§ Aim of the task
Beginning with the line containing "9. (Short answer) Describe the location of the woman's long" and ending with the last line of the records, set down every line exactly.

Phrase grounding data:
◇ ◇ ◇ ◇ ◇
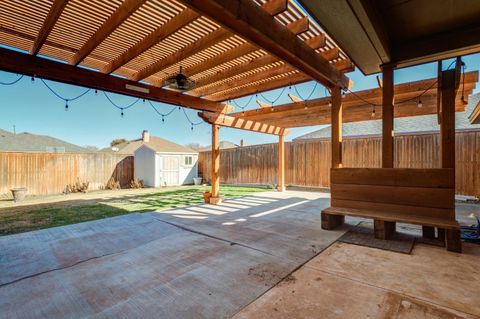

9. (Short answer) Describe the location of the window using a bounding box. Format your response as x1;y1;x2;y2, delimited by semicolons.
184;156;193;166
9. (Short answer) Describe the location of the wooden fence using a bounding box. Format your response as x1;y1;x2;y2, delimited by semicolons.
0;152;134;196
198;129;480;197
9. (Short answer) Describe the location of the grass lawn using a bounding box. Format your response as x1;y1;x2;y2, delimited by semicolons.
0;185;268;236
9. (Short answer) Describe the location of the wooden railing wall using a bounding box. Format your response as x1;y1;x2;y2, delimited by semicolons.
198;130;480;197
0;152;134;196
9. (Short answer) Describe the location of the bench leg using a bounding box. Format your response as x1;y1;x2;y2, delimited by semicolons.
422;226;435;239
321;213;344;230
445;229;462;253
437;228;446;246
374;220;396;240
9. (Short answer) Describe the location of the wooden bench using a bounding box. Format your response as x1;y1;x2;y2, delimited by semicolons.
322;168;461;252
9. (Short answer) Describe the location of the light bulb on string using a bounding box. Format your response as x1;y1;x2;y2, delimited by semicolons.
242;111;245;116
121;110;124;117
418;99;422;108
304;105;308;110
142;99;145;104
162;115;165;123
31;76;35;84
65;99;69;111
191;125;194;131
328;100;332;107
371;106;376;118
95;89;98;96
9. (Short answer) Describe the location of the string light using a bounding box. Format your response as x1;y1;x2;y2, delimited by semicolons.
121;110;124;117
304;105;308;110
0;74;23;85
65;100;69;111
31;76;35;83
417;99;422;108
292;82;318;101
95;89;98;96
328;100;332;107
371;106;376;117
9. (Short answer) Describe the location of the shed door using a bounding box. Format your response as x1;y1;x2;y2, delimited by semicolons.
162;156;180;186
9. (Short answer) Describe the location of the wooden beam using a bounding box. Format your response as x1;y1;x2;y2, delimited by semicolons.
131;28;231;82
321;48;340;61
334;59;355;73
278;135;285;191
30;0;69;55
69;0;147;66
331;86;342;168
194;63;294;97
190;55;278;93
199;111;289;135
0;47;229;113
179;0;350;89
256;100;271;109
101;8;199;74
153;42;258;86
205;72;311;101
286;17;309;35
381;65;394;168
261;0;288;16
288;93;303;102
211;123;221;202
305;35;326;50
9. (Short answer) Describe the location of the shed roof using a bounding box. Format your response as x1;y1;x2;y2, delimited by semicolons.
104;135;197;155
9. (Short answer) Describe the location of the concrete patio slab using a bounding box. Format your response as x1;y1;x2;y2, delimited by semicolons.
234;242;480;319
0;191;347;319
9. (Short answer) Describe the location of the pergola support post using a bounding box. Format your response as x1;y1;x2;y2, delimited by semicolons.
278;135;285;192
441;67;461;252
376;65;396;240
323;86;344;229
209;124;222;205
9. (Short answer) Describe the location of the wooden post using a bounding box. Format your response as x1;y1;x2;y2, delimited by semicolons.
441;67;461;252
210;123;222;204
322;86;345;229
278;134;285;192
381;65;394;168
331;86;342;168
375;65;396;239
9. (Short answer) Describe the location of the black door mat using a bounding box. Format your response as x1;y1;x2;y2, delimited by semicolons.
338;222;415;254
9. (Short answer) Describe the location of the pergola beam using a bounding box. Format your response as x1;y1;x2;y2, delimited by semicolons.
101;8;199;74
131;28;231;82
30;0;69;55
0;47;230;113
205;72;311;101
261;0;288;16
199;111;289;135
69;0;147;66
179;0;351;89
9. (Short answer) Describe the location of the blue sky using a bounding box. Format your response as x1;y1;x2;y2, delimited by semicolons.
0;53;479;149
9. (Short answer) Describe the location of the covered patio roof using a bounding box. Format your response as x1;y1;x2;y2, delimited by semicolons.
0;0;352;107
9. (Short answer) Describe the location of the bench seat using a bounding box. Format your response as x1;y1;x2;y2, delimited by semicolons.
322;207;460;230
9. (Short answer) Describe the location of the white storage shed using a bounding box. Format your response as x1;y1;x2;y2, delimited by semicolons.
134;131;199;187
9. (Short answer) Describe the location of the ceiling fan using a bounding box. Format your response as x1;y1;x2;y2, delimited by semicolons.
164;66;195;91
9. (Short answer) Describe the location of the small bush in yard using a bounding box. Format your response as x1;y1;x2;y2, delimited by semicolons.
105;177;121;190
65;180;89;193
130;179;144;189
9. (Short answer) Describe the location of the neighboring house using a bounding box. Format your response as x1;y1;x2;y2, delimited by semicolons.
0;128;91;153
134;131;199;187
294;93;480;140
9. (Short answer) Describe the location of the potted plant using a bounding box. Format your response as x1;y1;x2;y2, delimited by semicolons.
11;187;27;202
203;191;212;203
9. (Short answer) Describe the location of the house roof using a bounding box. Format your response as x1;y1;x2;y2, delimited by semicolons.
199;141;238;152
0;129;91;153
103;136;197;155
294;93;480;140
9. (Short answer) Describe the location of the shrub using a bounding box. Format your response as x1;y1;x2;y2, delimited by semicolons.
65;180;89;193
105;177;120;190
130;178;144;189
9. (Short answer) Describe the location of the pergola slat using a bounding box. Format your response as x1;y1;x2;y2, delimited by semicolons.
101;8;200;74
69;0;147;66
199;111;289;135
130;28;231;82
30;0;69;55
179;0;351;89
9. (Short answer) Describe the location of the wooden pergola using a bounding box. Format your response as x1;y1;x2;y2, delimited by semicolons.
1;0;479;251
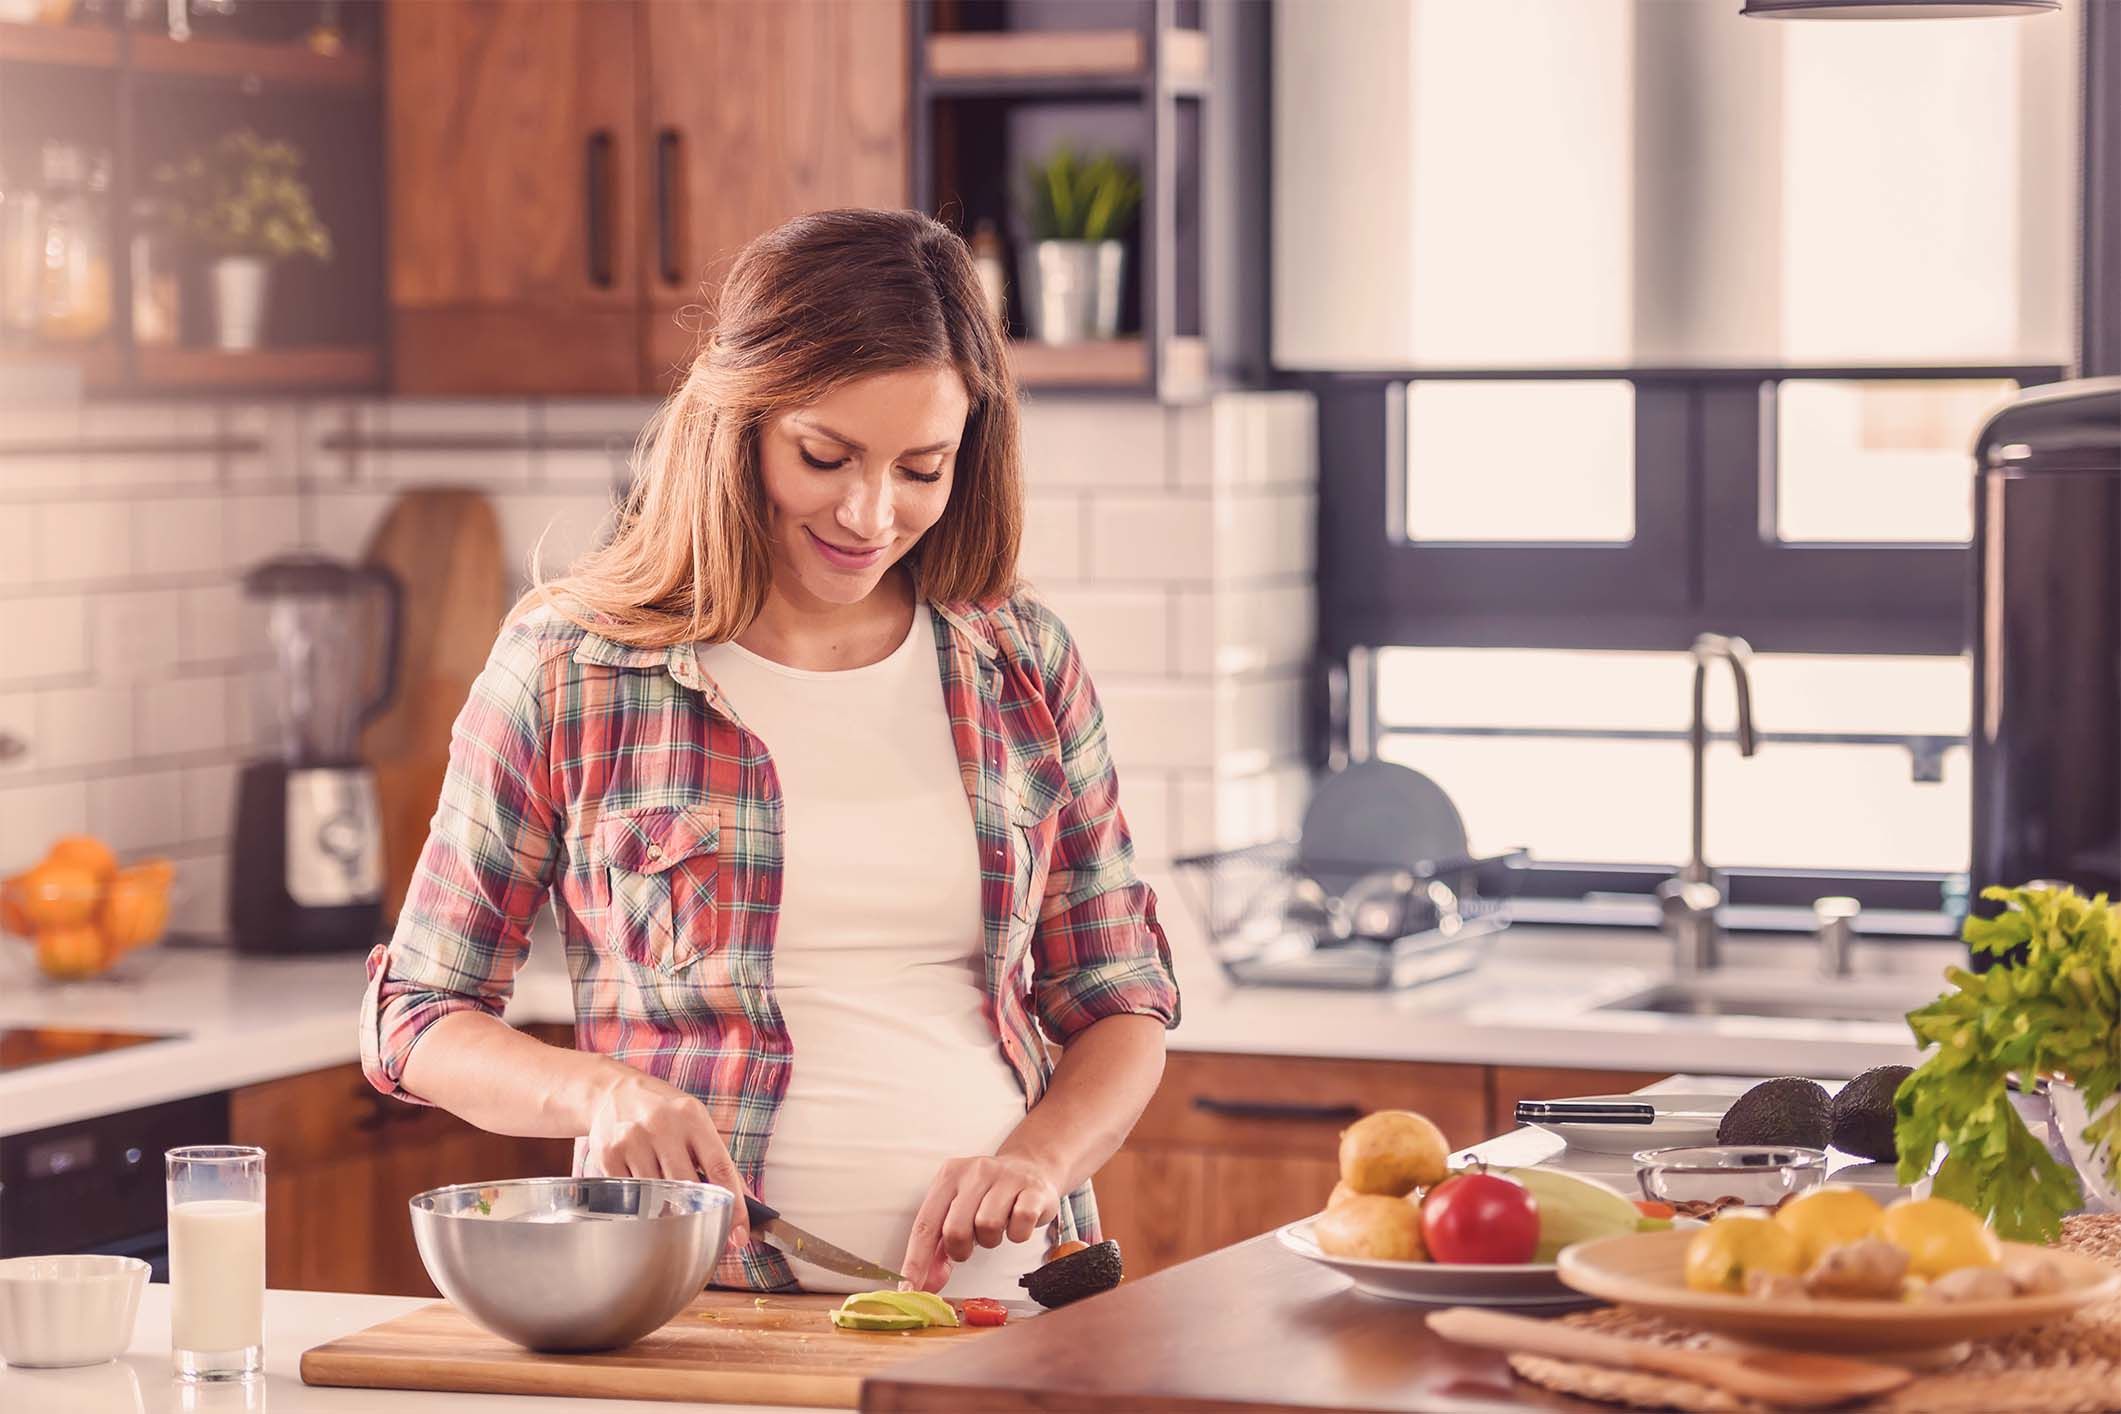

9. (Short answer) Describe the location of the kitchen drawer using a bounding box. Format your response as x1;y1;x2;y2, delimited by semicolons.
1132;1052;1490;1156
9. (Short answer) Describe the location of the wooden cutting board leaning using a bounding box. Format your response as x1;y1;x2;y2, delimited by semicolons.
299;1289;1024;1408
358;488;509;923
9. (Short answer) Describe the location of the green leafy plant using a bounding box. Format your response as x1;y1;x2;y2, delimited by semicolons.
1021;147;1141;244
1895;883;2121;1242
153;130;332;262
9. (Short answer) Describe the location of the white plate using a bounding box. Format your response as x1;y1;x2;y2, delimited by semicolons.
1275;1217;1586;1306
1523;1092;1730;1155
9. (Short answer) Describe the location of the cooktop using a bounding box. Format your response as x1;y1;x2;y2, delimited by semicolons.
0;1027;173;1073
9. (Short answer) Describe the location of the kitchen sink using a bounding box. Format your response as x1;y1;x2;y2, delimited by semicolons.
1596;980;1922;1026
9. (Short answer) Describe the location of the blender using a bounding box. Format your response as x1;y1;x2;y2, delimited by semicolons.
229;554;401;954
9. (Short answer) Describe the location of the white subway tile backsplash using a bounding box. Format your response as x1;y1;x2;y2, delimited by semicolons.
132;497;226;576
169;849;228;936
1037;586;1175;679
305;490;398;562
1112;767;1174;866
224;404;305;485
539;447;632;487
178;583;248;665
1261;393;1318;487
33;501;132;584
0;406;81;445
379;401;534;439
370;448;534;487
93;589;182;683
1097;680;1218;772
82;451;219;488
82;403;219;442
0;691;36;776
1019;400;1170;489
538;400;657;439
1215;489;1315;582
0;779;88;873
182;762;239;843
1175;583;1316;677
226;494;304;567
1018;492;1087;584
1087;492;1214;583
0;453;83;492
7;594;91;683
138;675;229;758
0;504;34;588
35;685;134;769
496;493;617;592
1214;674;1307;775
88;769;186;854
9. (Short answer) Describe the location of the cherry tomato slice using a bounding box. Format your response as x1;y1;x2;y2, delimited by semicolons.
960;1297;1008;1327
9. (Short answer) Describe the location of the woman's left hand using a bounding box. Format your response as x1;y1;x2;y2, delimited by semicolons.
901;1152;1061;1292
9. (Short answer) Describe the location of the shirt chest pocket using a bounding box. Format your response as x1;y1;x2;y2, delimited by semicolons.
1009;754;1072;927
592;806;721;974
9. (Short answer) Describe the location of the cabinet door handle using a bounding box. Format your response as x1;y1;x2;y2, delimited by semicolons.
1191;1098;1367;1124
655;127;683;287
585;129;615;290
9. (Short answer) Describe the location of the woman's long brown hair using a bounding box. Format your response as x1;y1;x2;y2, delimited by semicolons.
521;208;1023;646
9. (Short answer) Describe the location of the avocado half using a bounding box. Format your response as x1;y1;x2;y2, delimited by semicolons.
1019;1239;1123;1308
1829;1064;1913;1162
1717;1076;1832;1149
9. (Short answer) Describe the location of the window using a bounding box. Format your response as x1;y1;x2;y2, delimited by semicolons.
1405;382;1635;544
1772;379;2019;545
◇ ◇ ◇ ◇ ◇
§ Result of the task
9. (Short answer) Describe the location of the woman's long brown hair using a bounding box. Format your response as x1;y1;x2;y2, delimited by semicolons.
521;208;1023;646
9. (Short answer) Describe the location of the avocado half using a bounding box. Format your response as x1;y1;x2;y2, delimited by semicolons.
1019;1239;1123;1308
1829;1064;1913;1162
1717;1076;1832;1149
9. (Short answer) Describe the location of the window using a bounding box. Format your response as x1;y1;x2;y2, delimited by semicolons.
1405;382;1635;544
1772;379;2019;545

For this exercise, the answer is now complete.